(Data section Opens)

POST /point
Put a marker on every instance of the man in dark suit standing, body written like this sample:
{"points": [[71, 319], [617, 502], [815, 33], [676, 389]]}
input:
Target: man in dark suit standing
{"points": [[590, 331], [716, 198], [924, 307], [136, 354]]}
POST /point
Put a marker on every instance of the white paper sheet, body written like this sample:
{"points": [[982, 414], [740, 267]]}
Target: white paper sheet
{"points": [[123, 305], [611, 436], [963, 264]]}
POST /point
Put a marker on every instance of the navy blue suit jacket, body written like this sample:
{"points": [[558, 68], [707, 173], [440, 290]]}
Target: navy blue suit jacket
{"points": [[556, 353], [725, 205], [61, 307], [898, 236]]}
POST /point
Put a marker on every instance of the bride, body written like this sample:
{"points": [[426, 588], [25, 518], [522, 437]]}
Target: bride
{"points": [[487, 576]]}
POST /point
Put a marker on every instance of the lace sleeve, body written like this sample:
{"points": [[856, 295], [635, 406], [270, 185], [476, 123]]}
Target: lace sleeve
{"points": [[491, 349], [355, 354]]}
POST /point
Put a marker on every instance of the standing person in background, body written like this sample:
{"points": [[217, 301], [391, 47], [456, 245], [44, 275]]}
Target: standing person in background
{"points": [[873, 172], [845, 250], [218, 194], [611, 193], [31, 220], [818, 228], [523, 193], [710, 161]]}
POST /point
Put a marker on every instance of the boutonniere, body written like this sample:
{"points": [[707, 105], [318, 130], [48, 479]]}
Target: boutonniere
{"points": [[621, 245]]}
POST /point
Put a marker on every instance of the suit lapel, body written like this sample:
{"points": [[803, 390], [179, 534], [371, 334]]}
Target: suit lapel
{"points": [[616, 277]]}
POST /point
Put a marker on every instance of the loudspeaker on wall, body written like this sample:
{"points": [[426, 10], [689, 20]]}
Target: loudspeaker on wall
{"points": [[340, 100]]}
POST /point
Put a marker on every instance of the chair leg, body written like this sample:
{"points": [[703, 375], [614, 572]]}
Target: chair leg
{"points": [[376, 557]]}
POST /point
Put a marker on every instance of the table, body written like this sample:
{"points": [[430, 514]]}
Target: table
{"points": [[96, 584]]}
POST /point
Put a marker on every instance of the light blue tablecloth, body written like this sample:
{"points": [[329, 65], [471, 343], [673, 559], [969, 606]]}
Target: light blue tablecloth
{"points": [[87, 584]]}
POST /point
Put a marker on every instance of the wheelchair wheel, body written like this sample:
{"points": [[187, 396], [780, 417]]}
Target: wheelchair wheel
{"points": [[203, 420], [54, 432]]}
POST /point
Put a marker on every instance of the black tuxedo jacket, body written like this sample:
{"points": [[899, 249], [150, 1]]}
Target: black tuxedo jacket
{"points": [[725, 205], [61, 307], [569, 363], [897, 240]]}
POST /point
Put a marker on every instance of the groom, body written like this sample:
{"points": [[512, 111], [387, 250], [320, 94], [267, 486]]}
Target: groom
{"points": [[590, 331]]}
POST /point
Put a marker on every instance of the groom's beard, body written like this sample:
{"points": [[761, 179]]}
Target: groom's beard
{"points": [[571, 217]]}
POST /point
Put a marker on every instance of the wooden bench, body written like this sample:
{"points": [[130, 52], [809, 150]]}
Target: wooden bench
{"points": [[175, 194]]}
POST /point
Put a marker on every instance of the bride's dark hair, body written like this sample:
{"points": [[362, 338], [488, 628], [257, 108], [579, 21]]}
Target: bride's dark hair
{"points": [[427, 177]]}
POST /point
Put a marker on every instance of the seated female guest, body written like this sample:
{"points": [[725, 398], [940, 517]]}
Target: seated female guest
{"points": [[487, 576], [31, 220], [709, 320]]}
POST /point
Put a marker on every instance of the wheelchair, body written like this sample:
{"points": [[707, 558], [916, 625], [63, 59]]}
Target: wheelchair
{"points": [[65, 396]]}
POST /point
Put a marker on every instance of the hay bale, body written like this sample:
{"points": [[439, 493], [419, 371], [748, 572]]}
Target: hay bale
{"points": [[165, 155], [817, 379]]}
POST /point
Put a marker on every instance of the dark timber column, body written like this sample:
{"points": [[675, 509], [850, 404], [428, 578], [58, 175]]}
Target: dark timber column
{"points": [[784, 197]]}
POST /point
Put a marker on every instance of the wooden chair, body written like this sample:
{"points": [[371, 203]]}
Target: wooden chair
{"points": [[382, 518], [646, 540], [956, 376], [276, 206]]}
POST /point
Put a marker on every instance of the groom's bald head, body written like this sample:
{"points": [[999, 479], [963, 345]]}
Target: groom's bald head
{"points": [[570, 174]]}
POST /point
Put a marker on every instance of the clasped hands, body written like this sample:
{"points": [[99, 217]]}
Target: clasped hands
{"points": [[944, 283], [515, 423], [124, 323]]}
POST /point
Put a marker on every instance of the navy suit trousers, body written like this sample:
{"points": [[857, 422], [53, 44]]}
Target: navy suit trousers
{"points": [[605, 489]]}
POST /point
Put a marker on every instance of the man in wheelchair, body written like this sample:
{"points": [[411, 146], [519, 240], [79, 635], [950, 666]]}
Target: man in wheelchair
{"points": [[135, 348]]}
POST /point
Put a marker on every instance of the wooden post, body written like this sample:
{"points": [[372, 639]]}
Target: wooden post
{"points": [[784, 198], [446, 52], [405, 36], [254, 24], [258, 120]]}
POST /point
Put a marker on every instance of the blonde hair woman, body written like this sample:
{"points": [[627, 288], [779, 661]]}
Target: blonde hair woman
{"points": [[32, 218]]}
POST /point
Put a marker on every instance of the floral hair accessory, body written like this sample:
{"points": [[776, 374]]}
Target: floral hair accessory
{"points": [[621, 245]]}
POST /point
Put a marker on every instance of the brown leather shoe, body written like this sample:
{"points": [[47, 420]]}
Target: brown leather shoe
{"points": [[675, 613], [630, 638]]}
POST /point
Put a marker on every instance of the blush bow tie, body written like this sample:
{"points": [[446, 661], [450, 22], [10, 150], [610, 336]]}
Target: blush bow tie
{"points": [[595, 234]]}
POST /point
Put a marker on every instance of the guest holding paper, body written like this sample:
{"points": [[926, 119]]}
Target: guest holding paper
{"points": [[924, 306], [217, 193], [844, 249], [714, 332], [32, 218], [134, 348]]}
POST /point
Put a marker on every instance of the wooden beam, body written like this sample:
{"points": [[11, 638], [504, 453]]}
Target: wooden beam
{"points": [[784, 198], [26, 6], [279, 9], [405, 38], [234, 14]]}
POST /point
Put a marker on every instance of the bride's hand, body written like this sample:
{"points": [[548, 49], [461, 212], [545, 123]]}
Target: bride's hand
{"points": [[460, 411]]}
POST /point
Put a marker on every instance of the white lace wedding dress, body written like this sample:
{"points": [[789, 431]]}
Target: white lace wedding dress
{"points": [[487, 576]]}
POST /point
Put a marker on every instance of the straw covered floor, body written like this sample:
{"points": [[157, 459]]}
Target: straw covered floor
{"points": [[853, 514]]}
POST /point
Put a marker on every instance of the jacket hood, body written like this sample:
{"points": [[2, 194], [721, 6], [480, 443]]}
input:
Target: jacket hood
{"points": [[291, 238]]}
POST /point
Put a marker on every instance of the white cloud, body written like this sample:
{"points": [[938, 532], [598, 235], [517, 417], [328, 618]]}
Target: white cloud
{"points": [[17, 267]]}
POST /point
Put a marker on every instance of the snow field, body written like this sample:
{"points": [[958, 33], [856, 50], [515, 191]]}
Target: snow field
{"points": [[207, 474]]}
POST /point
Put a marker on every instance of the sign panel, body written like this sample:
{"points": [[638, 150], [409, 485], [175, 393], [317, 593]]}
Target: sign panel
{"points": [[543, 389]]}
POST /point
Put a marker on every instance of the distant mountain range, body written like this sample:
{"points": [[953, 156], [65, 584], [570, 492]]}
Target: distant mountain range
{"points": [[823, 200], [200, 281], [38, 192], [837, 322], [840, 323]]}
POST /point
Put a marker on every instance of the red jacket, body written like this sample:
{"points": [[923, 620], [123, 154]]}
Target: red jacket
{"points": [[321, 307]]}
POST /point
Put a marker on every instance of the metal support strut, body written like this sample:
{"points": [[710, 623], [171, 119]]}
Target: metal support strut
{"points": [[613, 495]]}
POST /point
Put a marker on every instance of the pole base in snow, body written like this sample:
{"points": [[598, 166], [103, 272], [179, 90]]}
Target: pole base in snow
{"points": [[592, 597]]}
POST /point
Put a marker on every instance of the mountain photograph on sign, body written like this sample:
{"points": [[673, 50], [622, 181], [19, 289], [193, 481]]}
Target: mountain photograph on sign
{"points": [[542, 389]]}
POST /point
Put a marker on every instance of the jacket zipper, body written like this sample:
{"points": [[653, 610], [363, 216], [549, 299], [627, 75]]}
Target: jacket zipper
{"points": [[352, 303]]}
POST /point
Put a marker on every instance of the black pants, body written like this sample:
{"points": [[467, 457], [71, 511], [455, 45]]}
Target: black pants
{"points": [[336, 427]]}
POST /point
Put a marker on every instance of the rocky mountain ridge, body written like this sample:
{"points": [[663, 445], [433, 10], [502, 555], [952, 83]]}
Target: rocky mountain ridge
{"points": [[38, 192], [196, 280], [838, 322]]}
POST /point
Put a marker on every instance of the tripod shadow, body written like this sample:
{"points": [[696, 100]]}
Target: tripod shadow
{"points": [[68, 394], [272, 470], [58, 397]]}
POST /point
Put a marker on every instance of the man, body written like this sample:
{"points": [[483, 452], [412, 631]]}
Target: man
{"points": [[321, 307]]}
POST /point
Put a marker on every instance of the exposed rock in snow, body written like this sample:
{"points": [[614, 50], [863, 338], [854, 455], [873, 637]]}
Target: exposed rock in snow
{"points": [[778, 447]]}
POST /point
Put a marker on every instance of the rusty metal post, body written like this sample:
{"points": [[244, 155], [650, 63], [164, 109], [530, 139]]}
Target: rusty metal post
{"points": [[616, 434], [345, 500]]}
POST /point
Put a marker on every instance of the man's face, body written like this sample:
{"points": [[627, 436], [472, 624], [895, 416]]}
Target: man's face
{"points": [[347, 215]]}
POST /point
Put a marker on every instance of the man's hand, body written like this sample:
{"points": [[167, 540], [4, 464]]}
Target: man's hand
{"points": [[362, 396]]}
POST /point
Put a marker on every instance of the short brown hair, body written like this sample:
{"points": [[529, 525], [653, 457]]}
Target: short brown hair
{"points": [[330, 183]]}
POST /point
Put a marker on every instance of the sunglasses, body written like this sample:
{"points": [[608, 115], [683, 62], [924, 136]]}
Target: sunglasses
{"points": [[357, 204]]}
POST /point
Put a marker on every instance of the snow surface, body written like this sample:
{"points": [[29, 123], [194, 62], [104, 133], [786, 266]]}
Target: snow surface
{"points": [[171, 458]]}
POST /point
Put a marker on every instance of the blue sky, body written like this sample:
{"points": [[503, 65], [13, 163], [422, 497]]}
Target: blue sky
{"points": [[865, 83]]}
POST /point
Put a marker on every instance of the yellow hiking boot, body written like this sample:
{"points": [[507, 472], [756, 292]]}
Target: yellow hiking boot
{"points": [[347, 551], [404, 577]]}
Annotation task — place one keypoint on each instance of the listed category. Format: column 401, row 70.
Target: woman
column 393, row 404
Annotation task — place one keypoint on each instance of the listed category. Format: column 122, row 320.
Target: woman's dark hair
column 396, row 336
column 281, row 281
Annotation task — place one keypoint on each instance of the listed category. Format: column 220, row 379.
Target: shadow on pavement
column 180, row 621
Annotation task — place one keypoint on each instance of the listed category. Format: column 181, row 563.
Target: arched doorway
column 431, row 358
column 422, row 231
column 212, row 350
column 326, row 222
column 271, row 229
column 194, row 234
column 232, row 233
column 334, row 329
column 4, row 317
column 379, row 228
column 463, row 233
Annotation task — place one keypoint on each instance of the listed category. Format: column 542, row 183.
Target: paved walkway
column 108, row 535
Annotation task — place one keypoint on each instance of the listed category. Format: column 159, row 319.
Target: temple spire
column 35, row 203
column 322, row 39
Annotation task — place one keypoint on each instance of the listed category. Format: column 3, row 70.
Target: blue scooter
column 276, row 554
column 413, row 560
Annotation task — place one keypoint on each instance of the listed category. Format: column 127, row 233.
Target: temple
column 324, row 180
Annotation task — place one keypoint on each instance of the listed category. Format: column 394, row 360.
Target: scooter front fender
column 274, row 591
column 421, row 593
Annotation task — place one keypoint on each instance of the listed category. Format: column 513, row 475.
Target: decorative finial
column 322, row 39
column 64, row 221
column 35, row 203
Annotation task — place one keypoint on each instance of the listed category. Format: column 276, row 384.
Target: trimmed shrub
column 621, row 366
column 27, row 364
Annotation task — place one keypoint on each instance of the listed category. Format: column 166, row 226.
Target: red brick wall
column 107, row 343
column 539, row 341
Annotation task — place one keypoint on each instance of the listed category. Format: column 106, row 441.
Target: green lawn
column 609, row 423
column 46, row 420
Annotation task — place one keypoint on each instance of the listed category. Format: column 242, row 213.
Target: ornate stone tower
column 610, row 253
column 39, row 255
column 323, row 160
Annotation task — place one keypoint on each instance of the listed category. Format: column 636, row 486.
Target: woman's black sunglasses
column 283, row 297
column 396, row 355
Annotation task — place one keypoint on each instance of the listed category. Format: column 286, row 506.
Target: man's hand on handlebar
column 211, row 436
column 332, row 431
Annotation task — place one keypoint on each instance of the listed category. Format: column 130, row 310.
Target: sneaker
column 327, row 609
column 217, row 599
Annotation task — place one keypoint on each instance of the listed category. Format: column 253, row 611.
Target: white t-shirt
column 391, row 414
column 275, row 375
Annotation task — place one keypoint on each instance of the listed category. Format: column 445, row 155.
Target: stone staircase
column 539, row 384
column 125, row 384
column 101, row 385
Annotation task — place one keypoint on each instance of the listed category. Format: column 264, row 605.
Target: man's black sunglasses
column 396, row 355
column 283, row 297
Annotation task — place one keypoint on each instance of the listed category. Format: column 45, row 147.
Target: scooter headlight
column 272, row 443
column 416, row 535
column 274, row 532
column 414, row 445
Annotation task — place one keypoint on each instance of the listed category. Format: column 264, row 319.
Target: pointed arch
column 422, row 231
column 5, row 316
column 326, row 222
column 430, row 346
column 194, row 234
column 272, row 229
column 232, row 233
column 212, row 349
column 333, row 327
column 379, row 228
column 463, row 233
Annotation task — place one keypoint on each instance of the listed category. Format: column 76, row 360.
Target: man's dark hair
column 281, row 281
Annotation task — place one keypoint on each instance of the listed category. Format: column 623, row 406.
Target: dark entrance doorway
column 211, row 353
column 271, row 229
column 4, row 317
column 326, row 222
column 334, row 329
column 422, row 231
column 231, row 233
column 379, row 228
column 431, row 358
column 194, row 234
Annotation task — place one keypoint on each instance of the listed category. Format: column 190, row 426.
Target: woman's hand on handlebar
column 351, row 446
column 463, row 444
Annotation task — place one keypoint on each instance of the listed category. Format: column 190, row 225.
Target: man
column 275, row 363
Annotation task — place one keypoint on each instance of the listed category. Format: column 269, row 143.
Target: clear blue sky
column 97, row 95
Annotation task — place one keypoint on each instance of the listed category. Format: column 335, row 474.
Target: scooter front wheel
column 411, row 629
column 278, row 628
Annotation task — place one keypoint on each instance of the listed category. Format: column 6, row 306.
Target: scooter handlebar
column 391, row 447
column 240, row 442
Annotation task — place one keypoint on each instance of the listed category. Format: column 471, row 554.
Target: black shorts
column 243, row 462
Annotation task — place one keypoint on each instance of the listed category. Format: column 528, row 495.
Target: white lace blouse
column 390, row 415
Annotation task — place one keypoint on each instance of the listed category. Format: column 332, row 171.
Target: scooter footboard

(Data section Closes)

• **Task statement**
Would you retype exactly the lines above, from the line with "Target: wooden bench" to the line with "Put a marker on every instance of the dark", with both end lines kept and nothing more?

• **Response to the task**
Target: wooden bench
{"points": [[175, 194]]}
POST /point
Put a marker on every instance of the bride's dark hair, body written like this sample:
{"points": [[362, 338], [488, 628], [257, 108], [579, 21]]}
Target: bride's dark hair
{"points": [[427, 177]]}
POST /point
Put a marker on every instance of the seated female guest, body written like this sample:
{"points": [[725, 398], [940, 517]]}
Target: seated female guest
{"points": [[487, 576], [31, 220], [709, 320]]}
POST /point
Put a marker on every instance of the wheelchair, body written like this sample:
{"points": [[707, 558], [916, 625], [63, 59]]}
Target: wheelchair
{"points": [[65, 396]]}
POST /point
Put a marker on every instance of the hay bale, body written like this sample:
{"points": [[439, 493], [419, 371], [748, 572]]}
Target: hay bale
{"points": [[165, 155], [817, 379]]}
POST /point
Put a marker on every instance of the dark timber column, body written like this sample:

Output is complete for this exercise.